Recorded data —
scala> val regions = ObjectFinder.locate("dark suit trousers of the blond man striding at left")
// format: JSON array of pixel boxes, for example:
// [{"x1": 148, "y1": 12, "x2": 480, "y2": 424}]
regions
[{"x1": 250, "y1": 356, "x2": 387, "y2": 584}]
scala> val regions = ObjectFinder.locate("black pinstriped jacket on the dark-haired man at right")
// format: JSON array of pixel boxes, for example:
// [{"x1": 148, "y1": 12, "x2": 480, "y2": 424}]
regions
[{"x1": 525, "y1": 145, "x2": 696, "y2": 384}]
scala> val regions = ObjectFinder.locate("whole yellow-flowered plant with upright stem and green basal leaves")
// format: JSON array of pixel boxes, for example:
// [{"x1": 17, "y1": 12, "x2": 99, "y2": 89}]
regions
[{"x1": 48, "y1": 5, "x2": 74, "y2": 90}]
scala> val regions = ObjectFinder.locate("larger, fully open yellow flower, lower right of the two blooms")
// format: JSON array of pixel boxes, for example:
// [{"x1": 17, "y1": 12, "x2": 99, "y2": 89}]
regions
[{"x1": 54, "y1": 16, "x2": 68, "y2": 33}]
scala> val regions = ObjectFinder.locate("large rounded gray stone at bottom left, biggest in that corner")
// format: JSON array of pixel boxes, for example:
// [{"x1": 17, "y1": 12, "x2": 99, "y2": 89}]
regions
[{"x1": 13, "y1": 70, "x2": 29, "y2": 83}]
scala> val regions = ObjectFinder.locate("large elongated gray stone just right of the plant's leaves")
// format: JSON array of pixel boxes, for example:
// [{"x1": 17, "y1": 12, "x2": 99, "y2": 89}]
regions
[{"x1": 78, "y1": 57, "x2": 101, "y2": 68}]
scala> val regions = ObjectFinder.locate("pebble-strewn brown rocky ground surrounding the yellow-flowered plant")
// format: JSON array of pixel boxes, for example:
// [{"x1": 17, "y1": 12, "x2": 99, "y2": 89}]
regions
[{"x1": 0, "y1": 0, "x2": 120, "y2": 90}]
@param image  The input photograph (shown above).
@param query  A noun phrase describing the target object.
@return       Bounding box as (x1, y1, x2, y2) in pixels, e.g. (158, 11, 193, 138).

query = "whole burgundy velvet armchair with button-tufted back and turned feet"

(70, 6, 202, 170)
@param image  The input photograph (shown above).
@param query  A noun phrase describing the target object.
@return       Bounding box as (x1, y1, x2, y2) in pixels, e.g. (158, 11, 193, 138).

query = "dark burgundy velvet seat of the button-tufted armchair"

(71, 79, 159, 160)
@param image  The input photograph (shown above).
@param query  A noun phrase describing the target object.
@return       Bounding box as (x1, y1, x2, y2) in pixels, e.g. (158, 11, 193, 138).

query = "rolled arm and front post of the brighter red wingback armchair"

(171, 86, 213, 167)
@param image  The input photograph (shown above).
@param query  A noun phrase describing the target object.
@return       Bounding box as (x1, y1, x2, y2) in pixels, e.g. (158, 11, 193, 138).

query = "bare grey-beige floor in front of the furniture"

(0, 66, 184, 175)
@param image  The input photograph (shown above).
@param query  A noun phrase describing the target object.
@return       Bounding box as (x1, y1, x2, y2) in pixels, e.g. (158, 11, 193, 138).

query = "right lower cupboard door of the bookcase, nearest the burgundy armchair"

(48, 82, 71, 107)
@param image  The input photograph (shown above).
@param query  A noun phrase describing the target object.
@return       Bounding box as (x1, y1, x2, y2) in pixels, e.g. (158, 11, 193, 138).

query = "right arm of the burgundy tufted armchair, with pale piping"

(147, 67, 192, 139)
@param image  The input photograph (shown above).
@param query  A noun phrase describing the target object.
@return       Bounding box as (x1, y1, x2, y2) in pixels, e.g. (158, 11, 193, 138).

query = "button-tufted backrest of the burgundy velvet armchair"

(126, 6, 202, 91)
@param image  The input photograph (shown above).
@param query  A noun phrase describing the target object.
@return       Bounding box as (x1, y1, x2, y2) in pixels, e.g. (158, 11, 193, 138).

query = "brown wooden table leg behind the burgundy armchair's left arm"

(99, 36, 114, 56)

Aim of the task — Check each line of the material for the string "gray", then state how many lines have it and nothing more.

Exercise solution — 2